*GOAL OF THE EXERCISE*
Write down each entry again, exactly as it reads.

Rows from a dataset
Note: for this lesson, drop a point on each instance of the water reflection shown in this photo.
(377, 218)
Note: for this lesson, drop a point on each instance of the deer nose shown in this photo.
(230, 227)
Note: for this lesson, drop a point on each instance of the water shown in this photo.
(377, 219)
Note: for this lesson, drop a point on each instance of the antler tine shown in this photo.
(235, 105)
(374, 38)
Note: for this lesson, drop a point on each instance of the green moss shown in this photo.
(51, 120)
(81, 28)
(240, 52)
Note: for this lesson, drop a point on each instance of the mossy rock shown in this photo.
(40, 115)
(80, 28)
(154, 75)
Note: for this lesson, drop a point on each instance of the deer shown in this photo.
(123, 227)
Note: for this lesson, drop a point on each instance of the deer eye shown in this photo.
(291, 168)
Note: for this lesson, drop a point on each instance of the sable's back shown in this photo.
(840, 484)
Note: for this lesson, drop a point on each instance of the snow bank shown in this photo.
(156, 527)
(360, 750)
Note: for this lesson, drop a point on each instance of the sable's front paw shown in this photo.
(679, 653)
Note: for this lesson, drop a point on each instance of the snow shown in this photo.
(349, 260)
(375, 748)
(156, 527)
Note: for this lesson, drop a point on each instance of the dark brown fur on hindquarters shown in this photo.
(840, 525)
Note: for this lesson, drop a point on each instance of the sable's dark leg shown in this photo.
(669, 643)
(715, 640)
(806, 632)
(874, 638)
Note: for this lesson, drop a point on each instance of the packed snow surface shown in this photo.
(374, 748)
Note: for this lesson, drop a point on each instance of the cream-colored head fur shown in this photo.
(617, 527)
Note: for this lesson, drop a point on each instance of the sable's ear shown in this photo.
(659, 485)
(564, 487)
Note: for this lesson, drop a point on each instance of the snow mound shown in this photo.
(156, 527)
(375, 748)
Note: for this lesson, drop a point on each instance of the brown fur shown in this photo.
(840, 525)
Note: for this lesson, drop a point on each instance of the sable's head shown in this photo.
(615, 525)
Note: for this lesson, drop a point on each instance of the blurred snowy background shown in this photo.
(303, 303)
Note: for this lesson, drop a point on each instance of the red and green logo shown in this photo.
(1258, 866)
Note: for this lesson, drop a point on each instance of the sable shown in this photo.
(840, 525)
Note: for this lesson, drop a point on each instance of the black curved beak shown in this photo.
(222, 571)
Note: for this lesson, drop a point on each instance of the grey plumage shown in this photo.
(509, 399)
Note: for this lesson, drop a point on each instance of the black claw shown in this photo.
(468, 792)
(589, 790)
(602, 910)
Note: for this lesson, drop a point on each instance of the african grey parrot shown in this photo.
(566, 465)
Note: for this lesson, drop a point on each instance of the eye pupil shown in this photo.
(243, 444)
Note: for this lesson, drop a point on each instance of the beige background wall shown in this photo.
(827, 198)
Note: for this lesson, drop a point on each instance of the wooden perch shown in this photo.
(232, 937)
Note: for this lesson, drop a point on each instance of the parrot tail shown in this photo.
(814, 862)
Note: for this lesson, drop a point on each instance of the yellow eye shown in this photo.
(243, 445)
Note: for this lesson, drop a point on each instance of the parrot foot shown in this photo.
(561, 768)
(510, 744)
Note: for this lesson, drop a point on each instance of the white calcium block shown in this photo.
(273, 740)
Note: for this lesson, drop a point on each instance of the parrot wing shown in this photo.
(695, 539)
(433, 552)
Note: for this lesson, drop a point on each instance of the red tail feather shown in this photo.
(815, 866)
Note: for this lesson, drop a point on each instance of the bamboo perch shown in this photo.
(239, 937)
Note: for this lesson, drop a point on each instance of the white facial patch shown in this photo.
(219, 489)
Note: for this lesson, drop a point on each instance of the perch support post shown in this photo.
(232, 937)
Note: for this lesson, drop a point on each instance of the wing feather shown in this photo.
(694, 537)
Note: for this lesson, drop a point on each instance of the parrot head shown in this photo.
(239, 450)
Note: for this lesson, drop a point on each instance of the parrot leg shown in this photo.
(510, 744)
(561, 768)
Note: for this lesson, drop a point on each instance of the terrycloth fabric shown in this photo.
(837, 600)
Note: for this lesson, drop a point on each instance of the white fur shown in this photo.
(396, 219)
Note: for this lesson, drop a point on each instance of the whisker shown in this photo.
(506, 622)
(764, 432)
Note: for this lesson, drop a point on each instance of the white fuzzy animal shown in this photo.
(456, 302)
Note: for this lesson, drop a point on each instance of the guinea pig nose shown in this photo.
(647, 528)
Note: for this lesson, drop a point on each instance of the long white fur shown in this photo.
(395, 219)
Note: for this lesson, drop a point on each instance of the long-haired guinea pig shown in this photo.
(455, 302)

*WRITTEN ANSWER*
Note: for this lesson, drop a point on each instance of the water reflection shown in this photo.
(377, 218)
Note: for this lesson, drop a point on each instance of the deer nose shown in this photo.
(230, 227)
Note: for this lesson, drop a point on each instance of the water shown in this photo.
(377, 219)
Note: for this lesson, drop a point on each instance of the antler tine shown in this photo.
(235, 105)
(374, 38)
Note: for this lesson, drop a point on each instance of the green moss shown in this photo.
(51, 120)
(81, 28)
(240, 52)
Note: for this lesson, drop a point on each instance of the mossy rock shown in this photo.
(40, 115)
(80, 28)
(154, 75)
Note: for this lesson, drop a point on each instance of the deer shown in this photo.
(123, 227)
Note: for this lesson, drop a point on each instance of the deer eye shown in this photo.
(291, 168)
Note: for this lesson, drop a point on each instance of the sable's back shown in this photo.
(840, 484)
Note: for this lesson, drop a point on each instance of the snow bank shown in this photo.
(156, 527)
(360, 750)
Note: for this lesson, drop a point on each instance of the sable's front paw shown in this photo.
(679, 653)
Note: for this lesson, drop a point on each instance of the snow shown in this photo.
(349, 260)
(375, 748)
(156, 527)
Note: for this lesson, drop a point on each instance of the dark brown fur on hindquarters shown in this photo.
(840, 525)
Note: for this lesson, drop a point on each instance of the sable's dark leg shown in this photo.
(669, 643)
(715, 640)
(806, 632)
(874, 638)
Note: for this lesson, drop a point on each instance of the packed snow surface shown in this photo.
(374, 748)
Note: for this lesson, drop a point on each instance of the cream-colored head fur shown in this photo.
(617, 527)
Note: for this lesson, drop a point on each instance of the sable's ear shown in this photo.
(659, 485)
(564, 487)
Note: for this lesson, drop a point on each instance of the snow mound shown in this photo.
(156, 527)
(375, 748)
Note: for this lesson, drop a point on each instance of the brown fur shown in this photo.
(840, 525)
Note: for this lesson, drop a point on each instance of the sable's head shown in this photo.
(615, 525)
Note: for this lesson, drop a point on each instance of the blurred snowy background shown in this photo.
(303, 303)
Note: for this lesson, drop a point on each instance of the red and green logo shown in this photo.
(1258, 866)
Note: for this lesson, drop a point on each instance of the sable shown in this photo.
(840, 525)
Note: for this lesson, drop a point on each instance of the black curved beak shown in this photo.
(222, 571)
Note: for this lesson, drop a point on each instance of the grey plumage shown in this photo.
(509, 399)
Note: for this lesson, drop a point on each instance of the black claw shown in this photo.
(468, 792)
(589, 790)
(602, 910)
Note: for this lesson, drop a point on each instance of the african grey parrot shown in this photo.
(566, 465)
Note: for this lesson, drop a point on each instance of the eye pupil shown in this photo.
(243, 444)
Note: for this lesson, drop a point on each instance of the beige background wall shown in this photo.
(827, 198)
Note: for this lesson, drop a point on each instance of the wooden perch shown in this photo.
(232, 937)
Note: for this lesson, drop a point on each instance of the parrot tail shown in this photo.
(814, 862)
Note: for this lesson, drop a point on each instance of the yellow eye shown in this photo.
(243, 445)
Note: for this lesson, drop a point on each instance of the parrot foot shown in this photo.
(561, 768)
(510, 744)
Note: for this lesson, drop a point on each instance of the white calcium block shown in this photo.
(273, 740)
Note: for this lesson, drop a point on each instance of the parrot wing shown in this photo.
(695, 539)
(433, 552)
Note: for this lesson, drop a point on each instance of the red tail feather shown in this photo.
(815, 866)
Note: for this lesson, drop a point on each instance of the bamboo perch shown in this photo.
(239, 937)
Note: for this lesson, drop a point on each instance of the white facial patch shown in this photo.
(219, 489)
Note: for this lesson, drop a point on each instance of the perch support post shown in this photo.
(232, 937)
Note: for this lesson, drop a point on each instance of the wing feather shown in this photo.
(694, 537)
Note: for this lesson, drop a point on each instance of the parrot head shown in this photo.
(239, 450)
Note: for this lesson, drop a point on each instance of the parrot leg shown in this photo.
(510, 744)
(561, 768)
Note: for this lesson, drop a point on each instance of the terrycloth fabric shown in this photo.
(837, 600)
Note: for this lesson, drop a point on each instance of the white fur shown in this photo.
(396, 219)
Note: for this lesson, drop a point on each instance of the whisker shown in this photo.
(506, 622)
(764, 432)
Note: for this lesson, drop a point on each instance of the white fuzzy animal shown in this photo.
(456, 302)
Note: for this lesson, drop a point on each instance of the guinea pig nose shown in this photo.
(647, 528)
Note: for this lesson, drop a point on each instance of the long white fur shown in this photo.
(395, 219)
Note: for this lesson, drop a point on each instance of the long-haired guinea pig shown in this photo.
(455, 302)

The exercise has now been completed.